━━━━━ 提示された文章 ━━━━━
4. 2000年代:ディズニーチャンネルと『アメリカン・アイドル』出身スター
2000年代に入ると、アメリカの「アイドル的スター」のルートはさらに多様になります。その中でも日本の読者に分かりやすいのが、
- ディズニーチャンネルのドラマ・映画出身のスター
- オーディション番組『American Idol』出身のシンガー
です。
4-1. ディズニー発アイドル的スター
マイリー・サイラス(Miley Cyrus)
- ディズニーチャンネルのドラマ『シークレット・アイドル ハンナ・モンタナ』主演
- 創作上の“普通の女の子+人気ポップスター”という二重生活設定で爆発的人気
- 劇中歌やアルバムも大ヒットし、ティーンのカリスマに
セレーナ・ゴメス(Selena Gomez)
- ディズニーチャンネルのドラマ『ウェイバリー通りのウィザードたち』でブレイク
- 歌手としても活動し、若い世代のロールモデル的存在に
ジョナス・ブラザーズ(Jonas Brothers)
- ディズニー系映画・ドラマ出演をきっかけに人気が急上昇した3兄弟バンド
- 甘いルックスとキャッチーなポップロックで、ティーンから支持を集めた
これらのスターたちは、日本でいう「NHKの子ども番組や学園ドラマからブレイクした若手タレント」が、そのまま世界的ポップスターになってしまったようなイメージです。
4-2. 『American Idol』出身のスター
2002年にスタートしたオーディション番組『American Idol』は、まさに“夢をつかむ一般人”を次々にスターに押し上げました。
代表的な出身者としては、
- ケリー・クラークソン(Kelly Clarkson)
- キャリー・アンダーウッド(Carrie Underwood)
などが挙げられます。
彼女たちは、
- 圧倒的な歌唱力
- 感情豊かなバラード
- 親しみやすいキャラクター
で、多くの視聴者から「自分たちの世代のアイドル」として支持されてきました。
5. 2010〜2020年代:ポップスターとSNS時代の“新しいアイドル”
最近のアメリカでは、従来のテレビやラジオに加え、SNSやストリーミングサービスが人気の中心になっています。その中で、「アイドル的存在」として世界的に知られているのが次のようなアーティストです。
5-1. テイラー・スウィフト(Taylor Swift)

- カントリー歌手としてデビューし、その後ポップスへシフト
- 恋愛や人生の悩みを等身大の歌詞でつづり、世界的な共感を集める
- ツアーは各国で即日ソールドアウト、ファンは“Swifties(スウィフティーズ)”と呼ばれる
「アイドル」というより「スーパースター」ですが、
同世代の女性たちの気持ちを代弁し、ファッションや生き方にも大きな影響を与えている
という意味で、現代アメリカを代表する“アイドル的存在”と言えるでしょう。
━━━━━
やること »
(1) アメリカのアイドル的スターについての文章を読み、次の問いに答えてください。
(a) マイリー・サイラスが主演したディズニーチャンネルのドラマの題名は何ですか。
(b) オーディション番組『American Idol』は何年に始まりましたか。
(c) テイラー・スウィフトのファンは何と呼ばれていますか。
(2) 次の各文がアメリカのアイドル的スターについての文章の内容と合っているかどうかを答えてください。判断の根拠となる本文の言葉をそのまま引用してください。
(a) セレーナ・ゴメスは『ウェイバリー通りのウィザードたち』でブレイクした。
(b) ジョナス・ブラザーズは4人組のバンドである。
(c) テイラー・スウィフトはポップ歌手としてデビューした。
(3) アメリカのアイドル的スターについての文章を、最後の文のあとから書き続けてください。
━━━━━ データ ━━━━━
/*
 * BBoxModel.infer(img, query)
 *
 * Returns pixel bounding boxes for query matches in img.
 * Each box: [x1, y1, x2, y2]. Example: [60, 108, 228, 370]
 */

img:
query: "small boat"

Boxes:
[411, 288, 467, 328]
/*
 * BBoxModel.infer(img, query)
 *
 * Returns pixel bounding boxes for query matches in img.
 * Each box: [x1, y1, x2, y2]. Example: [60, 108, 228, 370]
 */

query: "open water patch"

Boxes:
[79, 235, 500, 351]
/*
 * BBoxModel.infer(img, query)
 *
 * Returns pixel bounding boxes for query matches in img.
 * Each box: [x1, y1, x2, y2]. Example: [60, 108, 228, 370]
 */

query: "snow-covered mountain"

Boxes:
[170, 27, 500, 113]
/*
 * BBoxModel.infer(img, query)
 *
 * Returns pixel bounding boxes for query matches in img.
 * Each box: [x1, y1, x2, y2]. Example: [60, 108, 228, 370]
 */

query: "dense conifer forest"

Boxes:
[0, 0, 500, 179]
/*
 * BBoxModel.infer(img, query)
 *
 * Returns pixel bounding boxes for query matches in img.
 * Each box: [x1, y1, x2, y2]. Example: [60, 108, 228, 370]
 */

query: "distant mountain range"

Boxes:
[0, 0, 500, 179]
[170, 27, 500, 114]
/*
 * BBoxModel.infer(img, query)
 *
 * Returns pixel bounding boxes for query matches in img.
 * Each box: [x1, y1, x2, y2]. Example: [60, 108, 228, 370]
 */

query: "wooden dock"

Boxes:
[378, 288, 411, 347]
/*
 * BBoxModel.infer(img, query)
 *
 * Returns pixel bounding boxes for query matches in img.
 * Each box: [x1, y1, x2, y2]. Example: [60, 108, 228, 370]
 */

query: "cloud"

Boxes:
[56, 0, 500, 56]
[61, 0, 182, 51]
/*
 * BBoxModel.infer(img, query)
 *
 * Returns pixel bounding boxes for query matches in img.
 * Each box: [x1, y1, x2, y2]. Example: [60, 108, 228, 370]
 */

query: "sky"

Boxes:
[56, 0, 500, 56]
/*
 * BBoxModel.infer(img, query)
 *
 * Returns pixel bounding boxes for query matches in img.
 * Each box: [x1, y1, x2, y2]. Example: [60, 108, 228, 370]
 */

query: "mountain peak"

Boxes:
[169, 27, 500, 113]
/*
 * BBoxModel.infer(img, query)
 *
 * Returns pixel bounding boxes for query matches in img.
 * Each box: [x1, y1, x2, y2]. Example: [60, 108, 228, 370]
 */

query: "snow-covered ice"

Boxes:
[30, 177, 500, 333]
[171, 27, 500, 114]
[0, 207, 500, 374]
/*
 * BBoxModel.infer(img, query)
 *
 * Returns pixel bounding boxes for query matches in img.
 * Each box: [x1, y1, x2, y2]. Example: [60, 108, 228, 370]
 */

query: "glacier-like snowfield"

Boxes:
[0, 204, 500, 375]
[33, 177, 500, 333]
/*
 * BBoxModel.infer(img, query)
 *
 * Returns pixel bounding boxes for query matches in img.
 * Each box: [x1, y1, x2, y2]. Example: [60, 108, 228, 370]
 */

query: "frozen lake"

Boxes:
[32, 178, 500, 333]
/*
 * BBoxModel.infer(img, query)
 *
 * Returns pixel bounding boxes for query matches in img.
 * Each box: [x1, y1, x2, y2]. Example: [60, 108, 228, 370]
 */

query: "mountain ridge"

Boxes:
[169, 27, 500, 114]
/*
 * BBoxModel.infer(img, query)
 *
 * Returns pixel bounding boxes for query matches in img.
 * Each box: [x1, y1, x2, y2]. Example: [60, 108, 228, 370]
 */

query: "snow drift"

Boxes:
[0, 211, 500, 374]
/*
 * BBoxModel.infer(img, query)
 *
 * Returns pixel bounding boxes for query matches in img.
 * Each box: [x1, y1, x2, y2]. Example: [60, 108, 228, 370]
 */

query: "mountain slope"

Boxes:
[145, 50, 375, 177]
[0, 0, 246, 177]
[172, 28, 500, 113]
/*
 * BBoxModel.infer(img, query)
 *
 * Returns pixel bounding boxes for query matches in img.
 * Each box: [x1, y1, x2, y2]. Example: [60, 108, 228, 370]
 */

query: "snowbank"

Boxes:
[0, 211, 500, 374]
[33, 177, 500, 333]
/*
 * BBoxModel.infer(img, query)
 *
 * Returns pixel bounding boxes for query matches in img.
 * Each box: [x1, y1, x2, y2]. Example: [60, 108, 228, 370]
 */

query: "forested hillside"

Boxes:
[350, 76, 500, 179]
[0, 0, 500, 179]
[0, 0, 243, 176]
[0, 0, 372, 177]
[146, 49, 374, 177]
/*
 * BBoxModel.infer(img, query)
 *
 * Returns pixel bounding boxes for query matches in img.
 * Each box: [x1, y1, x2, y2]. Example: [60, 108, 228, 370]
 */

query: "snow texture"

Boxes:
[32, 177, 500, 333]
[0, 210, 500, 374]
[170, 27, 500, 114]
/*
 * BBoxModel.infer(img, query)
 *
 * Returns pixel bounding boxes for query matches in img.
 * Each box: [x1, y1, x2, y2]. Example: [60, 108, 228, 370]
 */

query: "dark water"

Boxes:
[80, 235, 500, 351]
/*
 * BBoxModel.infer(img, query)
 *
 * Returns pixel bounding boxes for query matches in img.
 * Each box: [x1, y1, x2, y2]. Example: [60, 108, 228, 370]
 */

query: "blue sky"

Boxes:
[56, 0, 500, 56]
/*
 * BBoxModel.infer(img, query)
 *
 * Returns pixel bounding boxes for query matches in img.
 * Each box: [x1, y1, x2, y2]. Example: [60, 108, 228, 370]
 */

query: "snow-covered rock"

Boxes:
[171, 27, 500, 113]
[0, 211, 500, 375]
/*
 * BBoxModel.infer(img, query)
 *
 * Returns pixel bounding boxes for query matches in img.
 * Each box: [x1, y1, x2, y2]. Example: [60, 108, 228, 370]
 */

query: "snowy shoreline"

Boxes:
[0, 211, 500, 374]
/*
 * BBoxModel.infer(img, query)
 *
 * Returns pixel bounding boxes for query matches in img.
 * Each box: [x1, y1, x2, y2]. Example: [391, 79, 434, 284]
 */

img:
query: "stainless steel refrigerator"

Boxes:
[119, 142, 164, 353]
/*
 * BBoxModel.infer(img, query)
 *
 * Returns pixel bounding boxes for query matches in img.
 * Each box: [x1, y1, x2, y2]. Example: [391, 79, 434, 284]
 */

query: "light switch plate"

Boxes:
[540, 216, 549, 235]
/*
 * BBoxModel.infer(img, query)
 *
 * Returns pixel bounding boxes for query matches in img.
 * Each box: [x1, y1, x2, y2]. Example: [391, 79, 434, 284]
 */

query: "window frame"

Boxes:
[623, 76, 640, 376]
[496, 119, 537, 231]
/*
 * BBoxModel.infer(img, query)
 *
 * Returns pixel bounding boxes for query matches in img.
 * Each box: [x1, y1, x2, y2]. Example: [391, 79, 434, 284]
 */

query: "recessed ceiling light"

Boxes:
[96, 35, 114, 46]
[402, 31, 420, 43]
━━━━━
設問ごとの結果 »
(1)
(a) 『シークレット・アイドル ハンナ・モンタナ』です。
(b) 2002年です。
(c) “Swifties(スウィフティーズ)”と呼ばれています。

(2)
(a) はい。「ディズニーチャンネルのドラマ『ウェイバリー通りのウィザードたち』でブレイク」とあります。
(b) いいえ。「人気が急上昇した3兄弟バンド」とあります。
(c) いいえ。「カントリー歌手としてデビューし、その後ポップスへシフト」とあります。

(3)
5-2. ジャスティン・ビーバー(Justin Bieber)

- カナダ出身のシンガーで、YouTubeにアップされた動画をきっかけにスカウトされた“ネット発”スター
- 10代前半でデビューし、「Baby」などのヒット曲で世界中の同世代から熱狂的な支持を集めた
- ファンは“Beliebers(ビリーバーズ)”と呼ばれ、髪型やファッションを真似する人が続出
日本でいう「典型的なティーンアイドル像」に最も近い存在の一人で、
「アメリカのアイドルといえば? → ジャスティン・ビーバー」
と答える人も多いほどです。若くして成功したがゆえのスキャンダルや葛藤も含めて、まさに“Z世代以前のティーン文化を象徴するスター”と言えるでしょう。
5-3. アリアナ・グランデ(Ariana Grande)
- もともとは子ども向けチャンネルNickelodeonのドラマ出身
- 伸びやかな高音とパワフルな歌声で世界的ポップスターに
- ポニーテールやメイクも含め、ビジュアル面での影響力も大きい
日本の感覚から見れば、「超実力派の歌唱力を持つアイドル」といったポジションです。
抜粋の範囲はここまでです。